Assigned task: What you should output is the data below, unchanged in every character.

Saved data entries:

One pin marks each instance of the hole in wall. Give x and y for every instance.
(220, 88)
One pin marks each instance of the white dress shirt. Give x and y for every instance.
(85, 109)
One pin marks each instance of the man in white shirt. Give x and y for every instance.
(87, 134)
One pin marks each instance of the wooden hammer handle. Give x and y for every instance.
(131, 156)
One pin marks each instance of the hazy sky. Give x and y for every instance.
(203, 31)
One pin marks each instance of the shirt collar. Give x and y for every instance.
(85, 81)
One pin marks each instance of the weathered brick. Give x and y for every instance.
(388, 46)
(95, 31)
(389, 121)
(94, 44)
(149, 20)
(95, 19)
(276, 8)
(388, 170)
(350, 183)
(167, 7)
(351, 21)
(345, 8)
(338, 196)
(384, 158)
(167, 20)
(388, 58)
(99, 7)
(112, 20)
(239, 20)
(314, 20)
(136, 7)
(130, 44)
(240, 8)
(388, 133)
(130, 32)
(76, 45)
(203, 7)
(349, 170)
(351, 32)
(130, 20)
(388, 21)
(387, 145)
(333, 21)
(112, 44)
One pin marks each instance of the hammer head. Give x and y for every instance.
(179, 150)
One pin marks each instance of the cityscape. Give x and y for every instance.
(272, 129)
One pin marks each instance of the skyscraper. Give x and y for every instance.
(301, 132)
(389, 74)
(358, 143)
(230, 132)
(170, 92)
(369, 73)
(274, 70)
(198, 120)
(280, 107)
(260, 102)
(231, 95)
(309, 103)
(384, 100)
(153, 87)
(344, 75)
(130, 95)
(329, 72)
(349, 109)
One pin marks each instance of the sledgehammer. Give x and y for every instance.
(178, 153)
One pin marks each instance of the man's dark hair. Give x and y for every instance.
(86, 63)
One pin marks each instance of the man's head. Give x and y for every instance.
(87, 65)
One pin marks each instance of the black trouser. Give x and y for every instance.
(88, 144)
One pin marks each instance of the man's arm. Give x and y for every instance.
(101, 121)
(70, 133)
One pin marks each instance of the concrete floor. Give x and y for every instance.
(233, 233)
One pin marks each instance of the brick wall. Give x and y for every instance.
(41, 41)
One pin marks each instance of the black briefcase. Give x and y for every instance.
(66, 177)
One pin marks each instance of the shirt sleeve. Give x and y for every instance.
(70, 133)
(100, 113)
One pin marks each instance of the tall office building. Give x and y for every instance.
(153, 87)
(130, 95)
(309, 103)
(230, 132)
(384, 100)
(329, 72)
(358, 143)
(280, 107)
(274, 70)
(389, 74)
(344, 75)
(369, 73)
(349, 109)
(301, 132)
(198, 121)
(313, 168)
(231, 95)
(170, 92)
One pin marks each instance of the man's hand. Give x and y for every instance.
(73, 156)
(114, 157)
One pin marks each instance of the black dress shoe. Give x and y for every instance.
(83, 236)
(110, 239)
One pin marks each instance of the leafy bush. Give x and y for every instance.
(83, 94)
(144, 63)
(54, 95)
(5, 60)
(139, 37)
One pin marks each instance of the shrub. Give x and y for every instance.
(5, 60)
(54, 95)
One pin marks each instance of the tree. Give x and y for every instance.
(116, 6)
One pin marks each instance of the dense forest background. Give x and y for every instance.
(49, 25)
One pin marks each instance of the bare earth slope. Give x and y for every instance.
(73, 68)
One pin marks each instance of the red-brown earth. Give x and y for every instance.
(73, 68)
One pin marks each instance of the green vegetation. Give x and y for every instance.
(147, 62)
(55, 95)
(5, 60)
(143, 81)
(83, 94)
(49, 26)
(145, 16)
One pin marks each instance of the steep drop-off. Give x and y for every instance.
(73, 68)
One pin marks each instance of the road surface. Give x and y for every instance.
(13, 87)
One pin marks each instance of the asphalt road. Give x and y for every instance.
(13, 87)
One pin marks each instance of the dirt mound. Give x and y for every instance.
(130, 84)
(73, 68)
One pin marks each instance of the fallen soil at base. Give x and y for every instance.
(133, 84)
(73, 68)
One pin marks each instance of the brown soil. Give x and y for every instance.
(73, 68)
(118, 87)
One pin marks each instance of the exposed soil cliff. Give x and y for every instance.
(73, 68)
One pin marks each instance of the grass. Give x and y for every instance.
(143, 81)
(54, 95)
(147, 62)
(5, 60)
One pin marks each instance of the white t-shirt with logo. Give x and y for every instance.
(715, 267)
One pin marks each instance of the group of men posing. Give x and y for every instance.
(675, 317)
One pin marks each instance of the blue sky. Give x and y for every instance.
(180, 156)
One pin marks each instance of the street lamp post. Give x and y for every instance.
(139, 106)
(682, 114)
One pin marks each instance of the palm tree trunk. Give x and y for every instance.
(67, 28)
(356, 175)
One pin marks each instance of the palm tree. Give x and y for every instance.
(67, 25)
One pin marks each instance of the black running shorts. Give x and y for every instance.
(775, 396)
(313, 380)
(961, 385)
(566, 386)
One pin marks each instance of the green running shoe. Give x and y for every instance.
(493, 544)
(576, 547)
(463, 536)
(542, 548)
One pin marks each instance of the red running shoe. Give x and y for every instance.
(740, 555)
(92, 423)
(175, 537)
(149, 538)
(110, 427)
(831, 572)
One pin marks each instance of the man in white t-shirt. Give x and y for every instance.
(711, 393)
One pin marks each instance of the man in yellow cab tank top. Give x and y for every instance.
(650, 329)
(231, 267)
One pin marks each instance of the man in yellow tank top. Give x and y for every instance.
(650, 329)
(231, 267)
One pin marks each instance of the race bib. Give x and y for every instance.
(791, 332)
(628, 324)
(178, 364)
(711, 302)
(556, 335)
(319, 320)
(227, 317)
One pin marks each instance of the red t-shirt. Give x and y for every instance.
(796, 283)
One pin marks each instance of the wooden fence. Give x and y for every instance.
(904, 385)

Task output:
One pin marks each instance of the hole in wall. Give x and y for every instance.
(220, 88)
One pin marks each instance of the white dress shirt. Give x and y for every instance.
(85, 109)
One pin marks each instance of the man in white shirt. Give x and y for every instance.
(87, 134)
One pin marks each instance of the wooden hammer handle. Give x and y for every instance.
(131, 156)
One pin marks each instance of the hazy sky. Give x and y for every instance.
(203, 31)
One pin marks each instance of the shirt collar. Give x and y for every instance.
(85, 81)
One pin marks each instance of the weathered brick. Give x and y for every instance.
(388, 46)
(95, 31)
(389, 121)
(94, 44)
(149, 20)
(95, 19)
(276, 8)
(388, 170)
(350, 183)
(167, 7)
(351, 21)
(345, 8)
(338, 196)
(384, 158)
(167, 20)
(388, 58)
(99, 7)
(112, 20)
(239, 20)
(314, 20)
(136, 7)
(130, 44)
(240, 8)
(388, 133)
(130, 32)
(76, 45)
(203, 7)
(349, 170)
(351, 32)
(130, 20)
(388, 21)
(387, 145)
(333, 21)
(112, 44)
One pin marks each instance of the hammer head. Give x and y for every instance.
(179, 150)
One pin marks each instance of the cityscape. Give x and y for every instance.
(272, 129)
One pin marks each instance of the skyscraper. Give x and y for every instance.
(301, 132)
(389, 74)
(358, 143)
(230, 132)
(170, 92)
(369, 73)
(274, 70)
(198, 120)
(280, 107)
(260, 102)
(231, 95)
(309, 103)
(384, 100)
(153, 87)
(344, 75)
(130, 95)
(329, 72)
(349, 109)
One pin marks each instance of the sledgehammer. Give x and y for every instance.
(178, 153)
One pin marks each instance of the man's dark hair. Give x and y for every instance.
(86, 63)
One pin marks each instance of the man's head. Give x and y for every instance.
(87, 65)
One pin marks each instance of the black trouser. Give x and y for every instance.
(88, 144)
One pin marks each instance of the man's arm. Give x and y for every instance.
(101, 121)
(70, 133)
One pin marks each instance of the concrete floor. Give x and y for every instance.
(233, 233)
One pin marks each instance of the brick wall. Give x and y for every instance.
(41, 41)
One pin marks each instance of the black briefcase. Give x and y for every instance.
(66, 177)
One pin marks each instance of the shirt sleeve. Give x and y for every instance.
(70, 133)
(100, 113)
One pin marks each instance of the tall office building. Give x and y for every instance.
(153, 87)
(130, 95)
(309, 103)
(230, 132)
(384, 100)
(329, 72)
(358, 143)
(280, 107)
(274, 70)
(389, 74)
(344, 75)
(369, 73)
(349, 109)
(301, 132)
(198, 121)
(313, 168)
(231, 95)
(170, 92)
One pin marks each instance of the man's hand. Give x and y for every instance.
(73, 156)
(114, 157)
One pin marks each instance of the black dress shoe. Give x and y for every instance.
(83, 236)
(110, 239)
One pin marks each instance of the leafy bush. Give x and y for every instance.
(83, 94)
(144, 63)
(54, 95)
(5, 60)
(139, 37)
One pin marks each instance of the shrub. Give x and y for every instance.
(5, 60)
(54, 95)
One pin marks each instance of the tree. Give x and y for every instance.
(116, 6)
One pin marks each instance of the dense forest background. Give x and y for every instance.
(49, 25)
One pin marks each instance of the bare earth slope. Give x and y for every instance.
(73, 68)
One pin marks each instance of the red-brown earth. Give x and y for every instance.
(73, 68)
One pin marks each instance of the green vegetation. Give x and y for every instance.
(147, 62)
(55, 95)
(5, 60)
(143, 81)
(83, 94)
(49, 26)
(145, 16)
One pin marks each instance of the steep drop-off. Give x and y for every instance.
(73, 68)
One pin marks each instance of the road surface. Give x and y for every instance.
(13, 87)
One pin marks each instance of the asphalt road. Give x and y for every instance.
(13, 87)
One pin marks each instance of the dirt mound. Give x and y for every instance.
(130, 84)
(73, 68)
One pin marks each instance of the fallen soil at base. Give x and y for every instance.
(133, 84)
(73, 68)
One pin marks each instance of the brown soil. Give x and y for every instance.
(73, 68)
(118, 87)
One pin marks each instance of the exposed soil cliff. Give x and y for every instance.
(73, 68)
One pin marks each instance of the grass. Give x and y for every instance.
(143, 81)
(54, 95)
(147, 62)
(5, 60)
One pin marks each instance of the white t-shirt with logo. Give x and y for every instance.
(715, 267)
One pin marks each instance of the group of men posing. Give x and y for every instance.
(675, 317)
One pin marks each instance of the blue sky. Give x and y for every instance.
(180, 156)
One pin marks each instance of the street lamp post. Give x and y for every instance.
(139, 106)
(682, 114)
One pin marks each instance of the palm tree trunk. Give x and y for every instance.
(67, 28)
(356, 175)
One pin marks each instance of the palm tree. Give x and y for every instance.
(67, 25)
One pin marks each instance of the black running shorts. Give x and y for every instance.
(775, 396)
(313, 380)
(961, 385)
(566, 386)
One pin marks each instance of the green running shoe. Give x and y for every instance.
(493, 544)
(576, 547)
(463, 536)
(542, 548)
One pin marks each instance of the red running shoe. Give x and y for every instance.
(740, 555)
(92, 423)
(175, 537)
(149, 538)
(110, 427)
(831, 572)
One pin marks each instance of the man in white t-shirt. Give x and y for every instance.
(711, 393)
One pin marks each instance of the man in yellow cab tank top. Give x and y for every instance.
(650, 329)
(231, 267)
One pin marks each instance of the man in yellow tank top. Give x and y for every instance.
(650, 329)
(231, 267)
One pin marks each instance of the race bib. Give x and y for every instance.
(791, 332)
(628, 324)
(178, 364)
(711, 302)
(556, 335)
(319, 320)
(227, 317)
One pin marks each instance of the red t-shirt. Give x and y for every instance.
(796, 283)
One pin marks each instance of the wooden fence. Give x and y for every instance.
(904, 385)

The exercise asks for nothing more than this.